### Your instructions
Give back all of the data, word for word.

### Provided material
__________

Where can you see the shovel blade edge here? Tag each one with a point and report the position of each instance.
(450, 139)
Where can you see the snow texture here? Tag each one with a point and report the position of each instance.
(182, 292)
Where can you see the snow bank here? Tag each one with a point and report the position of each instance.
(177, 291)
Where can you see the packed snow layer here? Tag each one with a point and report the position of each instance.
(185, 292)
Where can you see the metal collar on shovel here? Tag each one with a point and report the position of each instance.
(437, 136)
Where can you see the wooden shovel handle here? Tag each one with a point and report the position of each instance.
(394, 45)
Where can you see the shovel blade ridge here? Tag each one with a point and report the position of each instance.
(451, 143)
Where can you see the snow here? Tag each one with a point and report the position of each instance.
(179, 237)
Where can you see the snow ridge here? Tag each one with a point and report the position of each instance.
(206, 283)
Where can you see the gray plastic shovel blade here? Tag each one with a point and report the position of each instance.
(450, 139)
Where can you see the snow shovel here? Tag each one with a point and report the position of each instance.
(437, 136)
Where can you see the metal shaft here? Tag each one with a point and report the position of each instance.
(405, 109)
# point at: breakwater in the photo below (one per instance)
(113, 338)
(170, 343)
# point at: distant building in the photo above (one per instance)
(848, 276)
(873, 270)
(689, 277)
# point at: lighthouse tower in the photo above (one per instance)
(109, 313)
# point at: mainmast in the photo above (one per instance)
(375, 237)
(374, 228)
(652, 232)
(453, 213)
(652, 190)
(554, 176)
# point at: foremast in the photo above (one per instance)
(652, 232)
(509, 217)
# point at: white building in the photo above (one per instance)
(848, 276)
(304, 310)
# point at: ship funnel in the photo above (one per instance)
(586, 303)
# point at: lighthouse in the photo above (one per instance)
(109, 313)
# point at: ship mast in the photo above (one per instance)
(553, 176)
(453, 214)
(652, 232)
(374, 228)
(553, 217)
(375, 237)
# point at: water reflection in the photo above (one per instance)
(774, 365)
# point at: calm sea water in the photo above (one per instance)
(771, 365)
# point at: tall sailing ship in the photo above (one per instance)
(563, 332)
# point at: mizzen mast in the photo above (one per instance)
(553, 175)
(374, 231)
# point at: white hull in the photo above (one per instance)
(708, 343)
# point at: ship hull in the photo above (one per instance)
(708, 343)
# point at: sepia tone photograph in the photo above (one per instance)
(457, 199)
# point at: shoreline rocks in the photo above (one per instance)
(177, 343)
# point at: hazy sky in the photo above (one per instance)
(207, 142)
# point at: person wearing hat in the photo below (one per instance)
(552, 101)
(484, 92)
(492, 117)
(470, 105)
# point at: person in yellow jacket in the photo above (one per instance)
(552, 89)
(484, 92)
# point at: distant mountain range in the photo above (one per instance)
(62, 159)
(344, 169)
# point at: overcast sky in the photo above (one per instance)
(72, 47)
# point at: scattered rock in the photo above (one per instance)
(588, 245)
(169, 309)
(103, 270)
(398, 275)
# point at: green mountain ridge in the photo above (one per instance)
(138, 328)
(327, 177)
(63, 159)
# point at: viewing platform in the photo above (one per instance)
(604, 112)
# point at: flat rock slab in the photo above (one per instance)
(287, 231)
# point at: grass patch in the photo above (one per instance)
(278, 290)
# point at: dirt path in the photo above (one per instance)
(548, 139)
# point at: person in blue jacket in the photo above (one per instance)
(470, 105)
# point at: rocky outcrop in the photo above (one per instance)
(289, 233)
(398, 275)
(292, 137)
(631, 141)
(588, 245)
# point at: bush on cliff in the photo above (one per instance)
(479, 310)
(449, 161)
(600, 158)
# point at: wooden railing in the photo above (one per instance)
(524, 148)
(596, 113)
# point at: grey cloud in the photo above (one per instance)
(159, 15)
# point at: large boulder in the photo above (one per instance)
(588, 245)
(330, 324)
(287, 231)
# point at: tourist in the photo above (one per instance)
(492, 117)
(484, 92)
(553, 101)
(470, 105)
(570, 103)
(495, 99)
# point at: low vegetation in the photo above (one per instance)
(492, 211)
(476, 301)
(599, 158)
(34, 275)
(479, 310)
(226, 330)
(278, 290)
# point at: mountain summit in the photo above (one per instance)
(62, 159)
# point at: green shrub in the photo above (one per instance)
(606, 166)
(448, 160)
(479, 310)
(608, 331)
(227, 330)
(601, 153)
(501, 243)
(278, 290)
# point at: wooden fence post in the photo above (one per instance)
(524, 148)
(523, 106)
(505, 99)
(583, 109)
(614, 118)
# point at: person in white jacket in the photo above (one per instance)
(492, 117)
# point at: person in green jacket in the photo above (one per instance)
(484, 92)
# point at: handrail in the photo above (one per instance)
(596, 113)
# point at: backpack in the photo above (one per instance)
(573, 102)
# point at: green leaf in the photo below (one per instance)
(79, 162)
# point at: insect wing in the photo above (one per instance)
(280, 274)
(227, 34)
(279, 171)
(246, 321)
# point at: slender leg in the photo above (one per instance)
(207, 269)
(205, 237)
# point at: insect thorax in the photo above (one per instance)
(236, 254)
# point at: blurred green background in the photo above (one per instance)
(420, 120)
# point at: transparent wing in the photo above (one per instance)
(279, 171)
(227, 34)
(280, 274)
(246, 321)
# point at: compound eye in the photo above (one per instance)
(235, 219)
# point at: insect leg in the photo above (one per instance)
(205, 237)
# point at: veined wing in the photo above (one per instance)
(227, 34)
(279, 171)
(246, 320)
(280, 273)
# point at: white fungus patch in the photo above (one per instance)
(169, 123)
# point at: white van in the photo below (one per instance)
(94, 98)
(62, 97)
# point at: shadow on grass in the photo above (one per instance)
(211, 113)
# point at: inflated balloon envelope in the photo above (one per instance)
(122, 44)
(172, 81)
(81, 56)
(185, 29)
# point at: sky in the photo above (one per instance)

__________

### Solution to the problem
Where can you see the shovel blade edge here? Tag each one with a point and report the position of each instance.
(450, 139)
Where can you see the snow texture here? Tag each one with a point and report the position of each instance.
(182, 292)
Where can you see the snow bank here? Tag each one with a point and report the position of each instance.
(177, 291)
Where can you see the packed snow layer here? Tag each one with a point and report the position of each instance.
(185, 292)
Where can you see the metal collar on shovel here? Tag each one with a point and report the position of each instance.
(437, 136)
Where can you see the wooden shovel handle here? Tag each one with a point and report the position of each instance.
(394, 45)
Where can you see the shovel blade ridge here? Tag each one with a point and report the position of each instance.
(451, 143)
Where can you see the snow here? Tag each one with a point and report the position of each instance.
(179, 237)
Where can you see the snow ridge here? Tag each one with a point and report the position of each instance.
(206, 283)
Where can you see the gray plastic shovel blade here? Tag each one with a point and report the position of each instance.
(450, 139)
Where can you see the snow shovel here? Tag each one with a point and report the position of each instance.
(437, 136)
Where can you see the metal shaft here? Tag each one with a point and report the position of each instance.
(405, 109)
# point at: breakwater in the photo below (one per instance)
(113, 338)
(170, 343)
# point at: distant building in the photo above (one per instance)
(848, 276)
(873, 270)
(689, 277)
# point at: lighthouse tower in the photo above (one per instance)
(109, 313)
# point at: mainmast in the photo above (one per instance)
(375, 237)
(374, 228)
(652, 232)
(453, 213)
(652, 190)
(554, 176)
# point at: foremast in the photo above (one per instance)
(652, 232)
(509, 217)
# point at: white building in the photo above (one per instance)
(848, 276)
(304, 310)
# point at: ship funnel in the photo above (one per instance)
(586, 303)
# point at: lighthouse in the photo above (one per instance)
(109, 313)
# point at: ship mast in the photo above (one per instance)
(553, 176)
(453, 214)
(652, 232)
(374, 228)
(553, 217)
(375, 237)
# point at: water reflection in the photo above (one per instance)
(774, 365)
# point at: calm sea water in the photo above (one per instance)
(771, 365)
# point at: tall sailing ship in the photo above (one per instance)
(563, 332)
# point at: mizzen mast in the photo above (one per instance)
(553, 175)
(374, 231)
# point at: white hull in the photo above (one per instance)
(708, 343)
# point at: ship hull in the photo above (one per instance)
(708, 343)
# point at: sepia tone photograph in the photo above (one per instance)
(457, 199)
# point at: shoreline rocks in the photo above (one per instance)
(177, 343)
# point at: hazy sky in the photo above (one per instance)
(207, 142)
# point at: person wearing hat in the photo below (one per instance)
(552, 101)
(484, 92)
(492, 117)
(470, 105)
# point at: person in yellow jacket in the photo above (one per instance)
(552, 89)
(484, 92)
# point at: distant mountain range in the photo above (one per instance)
(62, 159)
(344, 169)
# point at: overcast sky in the photo above (one per instance)
(72, 47)
# point at: scattered rock in the photo above (one per instance)
(588, 245)
(169, 309)
(103, 270)
(398, 275)
# point at: green mountain ridge in the photo above (one per instance)
(138, 328)
(327, 177)
(63, 159)
# point at: viewing platform in the photo above (one per instance)
(604, 112)
# point at: flat rock slab in the photo above (one per instance)
(287, 231)
# point at: grass patch in the photo above (one per instance)
(278, 290)
# point at: dirt path in the photo above (one per instance)
(548, 139)
# point at: person in blue jacket in the photo above (one per instance)
(470, 105)
# point at: rocky outcrop in the photo above (one per instance)
(289, 233)
(398, 275)
(292, 137)
(631, 141)
(588, 245)
# point at: bush on cliff in the photo above (one per instance)
(479, 310)
(449, 161)
(600, 158)
# point at: wooden railing in the photo above (one per instance)
(524, 148)
(596, 113)
# point at: grey cloud in the photo above (one per instance)
(159, 15)
# point at: large boulder in the photo above (one per instance)
(588, 245)
(330, 324)
(287, 231)
# point at: tourist in the photo above (one per instance)
(492, 117)
(484, 92)
(553, 101)
(470, 105)
(570, 103)
(495, 99)
# point at: low vegetation in the photo above (one per instance)
(492, 211)
(476, 301)
(599, 158)
(34, 275)
(479, 310)
(226, 330)
(278, 290)
# point at: mountain summit in the photo above (one per instance)
(62, 159)
# point at: green shrub in the photo above (one per instance)
(606, 166)
(448, 160)
(479, 310)
(608, 331)
(227, 330)
(601, 153)
(501, 243)
(278, 290)
# point at: wooden fence post in the photo above (one per instance)
(524, 148)
(523, 106)
(505, 99)
(583, 109)
(614, 118)
# point at: person in white jacket in the photo above (one per instance)
(492, 117)
# point at: person in green jacket in the photo above (one per instance)
(484, 92)
# point at: handrail in the photo above (one per instance)
(596, 113)
# point at: backpack in the photo above (one per instance)
(573, 102)
# point at: green leaf in the photo below (one per instance)
(79, 162)
# point at: insect wing in the photo above (one per instance)
(280, 274)
(227, 34)
(279, 171)
(246, 321)
# point at: slender leg in the photo above (one per instance)
(207, 269)
(205, 237)
# point at: insect thorax in the photo above (one per instance)
(236, 254)
# point at: blurred green background in the photo above (one per instance)
(420, 120)
# point at: transparent wing in the photo above (one per instance)
(279, 171)
(227, 34)
(280, 274)
(246, 321)
# point at: compound eye in the photo above (one per instance)
(235, 219)
# point at: insect leg in the photo above (one per instance)
(205, 237)
# point at: veined wing in the photo above (one per instance)
(227, 34)
(279, 171)
(246, 320)
(280, 273)
# point at: white fungus patch in the photo above (one per instance)
(169, 123)
# point at: white van in the photo below (one per instance)
(94, 98)
(62, 97)
# point at: shadow on grass in the photo above (one per instance)
(211, 113)
# point at: inflated balloon envelope in the photo above (one per instance)
(122, 44)
(172, 81)
(81, 56)
(185, 29)
# point at: sky in the photo above (one per instance)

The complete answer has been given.